[Point labeling examples]
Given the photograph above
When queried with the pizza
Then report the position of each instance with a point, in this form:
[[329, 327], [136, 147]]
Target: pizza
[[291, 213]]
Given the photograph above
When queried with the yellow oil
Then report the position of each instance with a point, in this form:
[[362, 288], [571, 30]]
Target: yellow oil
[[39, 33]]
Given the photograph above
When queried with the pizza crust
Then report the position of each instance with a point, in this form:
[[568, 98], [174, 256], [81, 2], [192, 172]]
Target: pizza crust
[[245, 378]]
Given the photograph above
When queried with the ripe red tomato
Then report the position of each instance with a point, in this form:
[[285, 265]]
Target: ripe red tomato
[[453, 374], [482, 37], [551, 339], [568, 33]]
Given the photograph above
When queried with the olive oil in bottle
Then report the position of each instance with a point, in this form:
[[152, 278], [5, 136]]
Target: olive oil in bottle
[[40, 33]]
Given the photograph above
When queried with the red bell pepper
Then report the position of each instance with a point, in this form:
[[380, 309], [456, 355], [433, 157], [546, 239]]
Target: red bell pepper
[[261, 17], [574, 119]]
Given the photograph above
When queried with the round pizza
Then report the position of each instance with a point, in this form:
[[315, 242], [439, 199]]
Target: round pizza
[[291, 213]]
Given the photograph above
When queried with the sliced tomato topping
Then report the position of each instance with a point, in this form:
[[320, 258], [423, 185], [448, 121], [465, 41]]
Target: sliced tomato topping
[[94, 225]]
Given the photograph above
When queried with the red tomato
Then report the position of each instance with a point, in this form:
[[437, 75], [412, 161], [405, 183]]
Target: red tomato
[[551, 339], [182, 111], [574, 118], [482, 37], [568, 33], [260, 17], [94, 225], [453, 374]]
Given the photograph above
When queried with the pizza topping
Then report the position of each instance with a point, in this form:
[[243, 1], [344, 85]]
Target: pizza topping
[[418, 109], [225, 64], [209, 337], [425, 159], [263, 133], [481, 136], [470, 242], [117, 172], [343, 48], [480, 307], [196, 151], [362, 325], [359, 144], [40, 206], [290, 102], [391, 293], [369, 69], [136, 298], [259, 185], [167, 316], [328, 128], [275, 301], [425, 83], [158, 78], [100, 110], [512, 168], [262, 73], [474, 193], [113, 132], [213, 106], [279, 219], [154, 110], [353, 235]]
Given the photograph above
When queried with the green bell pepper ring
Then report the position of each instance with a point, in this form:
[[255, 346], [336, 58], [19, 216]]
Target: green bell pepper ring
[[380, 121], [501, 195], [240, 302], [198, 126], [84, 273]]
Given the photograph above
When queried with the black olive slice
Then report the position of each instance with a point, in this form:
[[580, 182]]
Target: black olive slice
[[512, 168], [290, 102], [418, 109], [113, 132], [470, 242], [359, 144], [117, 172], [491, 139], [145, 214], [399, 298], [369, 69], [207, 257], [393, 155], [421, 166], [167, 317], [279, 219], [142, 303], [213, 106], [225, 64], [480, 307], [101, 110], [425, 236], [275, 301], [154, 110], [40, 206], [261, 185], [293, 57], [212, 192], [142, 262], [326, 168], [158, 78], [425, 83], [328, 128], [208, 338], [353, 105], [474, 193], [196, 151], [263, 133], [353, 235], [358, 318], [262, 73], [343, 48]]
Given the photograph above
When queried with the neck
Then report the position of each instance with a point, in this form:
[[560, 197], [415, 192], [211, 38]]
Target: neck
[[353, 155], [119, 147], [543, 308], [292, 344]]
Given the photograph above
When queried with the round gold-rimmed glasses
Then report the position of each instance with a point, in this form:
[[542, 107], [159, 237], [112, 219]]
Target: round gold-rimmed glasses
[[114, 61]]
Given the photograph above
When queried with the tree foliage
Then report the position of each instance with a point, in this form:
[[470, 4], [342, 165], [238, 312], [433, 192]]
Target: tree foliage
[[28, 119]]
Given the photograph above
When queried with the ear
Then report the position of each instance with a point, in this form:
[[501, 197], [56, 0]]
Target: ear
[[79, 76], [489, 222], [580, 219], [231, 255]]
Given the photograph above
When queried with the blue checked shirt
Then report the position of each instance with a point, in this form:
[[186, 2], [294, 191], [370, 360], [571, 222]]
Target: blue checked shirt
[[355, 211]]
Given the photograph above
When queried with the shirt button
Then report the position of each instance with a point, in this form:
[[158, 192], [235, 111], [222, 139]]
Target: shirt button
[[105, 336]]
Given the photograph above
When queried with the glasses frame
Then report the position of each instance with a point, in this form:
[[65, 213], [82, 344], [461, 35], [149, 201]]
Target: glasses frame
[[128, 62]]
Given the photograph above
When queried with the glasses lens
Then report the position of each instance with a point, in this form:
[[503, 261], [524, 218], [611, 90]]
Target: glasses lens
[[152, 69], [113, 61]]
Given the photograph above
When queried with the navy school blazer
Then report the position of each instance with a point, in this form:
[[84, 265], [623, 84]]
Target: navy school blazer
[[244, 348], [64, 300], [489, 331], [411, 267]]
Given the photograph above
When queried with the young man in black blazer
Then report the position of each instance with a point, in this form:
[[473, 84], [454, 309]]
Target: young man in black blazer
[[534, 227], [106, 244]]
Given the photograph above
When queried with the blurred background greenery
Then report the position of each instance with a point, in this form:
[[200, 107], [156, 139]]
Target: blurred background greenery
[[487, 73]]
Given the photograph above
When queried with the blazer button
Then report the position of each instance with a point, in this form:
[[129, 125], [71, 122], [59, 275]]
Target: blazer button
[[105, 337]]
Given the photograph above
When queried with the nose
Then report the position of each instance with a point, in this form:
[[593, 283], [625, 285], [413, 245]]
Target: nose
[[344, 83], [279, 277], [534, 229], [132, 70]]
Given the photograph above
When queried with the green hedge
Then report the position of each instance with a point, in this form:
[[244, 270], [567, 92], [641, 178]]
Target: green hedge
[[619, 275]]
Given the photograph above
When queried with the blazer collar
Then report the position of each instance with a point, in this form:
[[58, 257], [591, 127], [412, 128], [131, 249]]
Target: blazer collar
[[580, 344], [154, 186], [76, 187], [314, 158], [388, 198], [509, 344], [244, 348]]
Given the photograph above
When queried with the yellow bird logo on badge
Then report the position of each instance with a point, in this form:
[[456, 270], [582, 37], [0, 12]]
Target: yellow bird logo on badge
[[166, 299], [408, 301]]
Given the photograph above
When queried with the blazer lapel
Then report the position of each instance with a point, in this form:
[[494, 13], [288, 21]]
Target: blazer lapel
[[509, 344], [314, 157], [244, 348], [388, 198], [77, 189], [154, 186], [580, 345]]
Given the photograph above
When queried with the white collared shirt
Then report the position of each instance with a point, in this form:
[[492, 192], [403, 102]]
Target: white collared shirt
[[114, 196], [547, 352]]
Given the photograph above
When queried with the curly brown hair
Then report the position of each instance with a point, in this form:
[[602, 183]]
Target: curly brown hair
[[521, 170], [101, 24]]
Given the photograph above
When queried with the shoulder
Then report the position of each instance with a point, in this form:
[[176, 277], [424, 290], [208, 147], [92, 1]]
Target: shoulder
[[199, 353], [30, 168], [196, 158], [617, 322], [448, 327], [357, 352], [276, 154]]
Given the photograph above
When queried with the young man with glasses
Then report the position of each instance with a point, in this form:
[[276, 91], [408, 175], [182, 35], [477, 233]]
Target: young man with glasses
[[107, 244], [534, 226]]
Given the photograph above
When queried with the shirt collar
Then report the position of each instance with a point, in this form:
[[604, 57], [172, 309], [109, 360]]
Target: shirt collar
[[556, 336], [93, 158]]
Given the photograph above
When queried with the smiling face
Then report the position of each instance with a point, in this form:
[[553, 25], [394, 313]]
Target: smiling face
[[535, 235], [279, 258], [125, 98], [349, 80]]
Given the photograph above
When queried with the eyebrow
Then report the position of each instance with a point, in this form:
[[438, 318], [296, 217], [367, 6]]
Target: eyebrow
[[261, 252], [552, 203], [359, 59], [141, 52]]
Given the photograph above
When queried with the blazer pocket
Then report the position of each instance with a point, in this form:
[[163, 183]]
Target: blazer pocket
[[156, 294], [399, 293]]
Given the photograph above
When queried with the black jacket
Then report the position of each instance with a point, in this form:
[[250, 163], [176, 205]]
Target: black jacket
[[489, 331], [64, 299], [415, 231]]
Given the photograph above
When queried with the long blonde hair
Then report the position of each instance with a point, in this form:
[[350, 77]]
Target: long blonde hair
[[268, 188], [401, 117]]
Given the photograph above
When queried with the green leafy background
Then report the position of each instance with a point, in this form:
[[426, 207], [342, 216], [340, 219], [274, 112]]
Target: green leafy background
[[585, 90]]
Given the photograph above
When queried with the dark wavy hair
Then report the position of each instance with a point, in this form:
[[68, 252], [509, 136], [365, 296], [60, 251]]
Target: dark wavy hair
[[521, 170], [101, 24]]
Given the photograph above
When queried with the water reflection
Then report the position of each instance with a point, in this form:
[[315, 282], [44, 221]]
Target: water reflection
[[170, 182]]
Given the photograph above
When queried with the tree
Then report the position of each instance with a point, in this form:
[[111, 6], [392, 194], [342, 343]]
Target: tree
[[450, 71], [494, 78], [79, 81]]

_GOAL_:
Pull out every line of the material that contains the word "navy".

_OUTPUT FOR THIS EXERCISE_:
When queried with the navy school blazer
Target: navy school blazer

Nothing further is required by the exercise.